제공된 목록:
--------------------

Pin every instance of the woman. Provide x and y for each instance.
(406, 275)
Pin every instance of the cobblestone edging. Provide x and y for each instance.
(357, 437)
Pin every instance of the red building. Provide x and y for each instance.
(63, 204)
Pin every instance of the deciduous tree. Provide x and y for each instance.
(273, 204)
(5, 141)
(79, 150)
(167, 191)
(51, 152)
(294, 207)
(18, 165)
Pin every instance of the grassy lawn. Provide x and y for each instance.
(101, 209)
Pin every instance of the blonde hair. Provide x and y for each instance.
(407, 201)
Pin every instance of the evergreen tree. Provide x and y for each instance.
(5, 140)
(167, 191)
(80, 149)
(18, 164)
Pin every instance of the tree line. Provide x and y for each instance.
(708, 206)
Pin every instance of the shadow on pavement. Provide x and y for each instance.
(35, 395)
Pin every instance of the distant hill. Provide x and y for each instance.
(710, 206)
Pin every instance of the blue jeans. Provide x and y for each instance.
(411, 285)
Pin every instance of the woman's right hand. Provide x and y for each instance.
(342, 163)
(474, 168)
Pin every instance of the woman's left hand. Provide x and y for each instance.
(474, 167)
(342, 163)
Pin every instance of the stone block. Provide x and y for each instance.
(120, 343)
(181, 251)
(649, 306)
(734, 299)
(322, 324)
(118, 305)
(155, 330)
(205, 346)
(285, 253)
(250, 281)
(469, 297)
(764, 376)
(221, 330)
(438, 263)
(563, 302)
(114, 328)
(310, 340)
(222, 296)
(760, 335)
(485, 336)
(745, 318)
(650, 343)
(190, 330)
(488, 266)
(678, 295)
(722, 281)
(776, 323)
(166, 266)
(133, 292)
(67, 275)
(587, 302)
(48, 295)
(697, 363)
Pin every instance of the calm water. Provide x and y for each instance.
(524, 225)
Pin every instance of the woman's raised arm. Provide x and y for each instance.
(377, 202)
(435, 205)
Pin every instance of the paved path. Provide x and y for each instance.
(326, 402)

--------------------

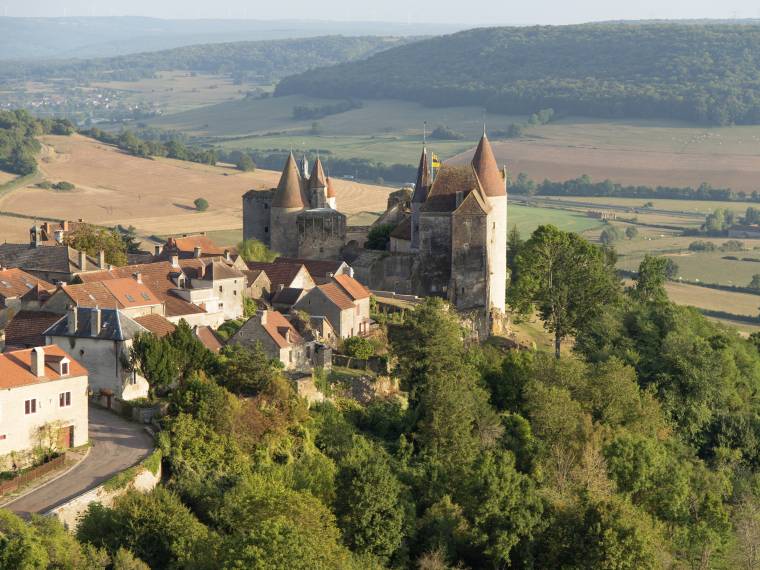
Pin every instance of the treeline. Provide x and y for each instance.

--------------------

작업 지시: 위 목록에서 "hand"라는 문자열이 들어 있는 줄이 몇 개인지 세어 숫자만 적으세요. 대소문자는 구분합니다.

작업 결과: 2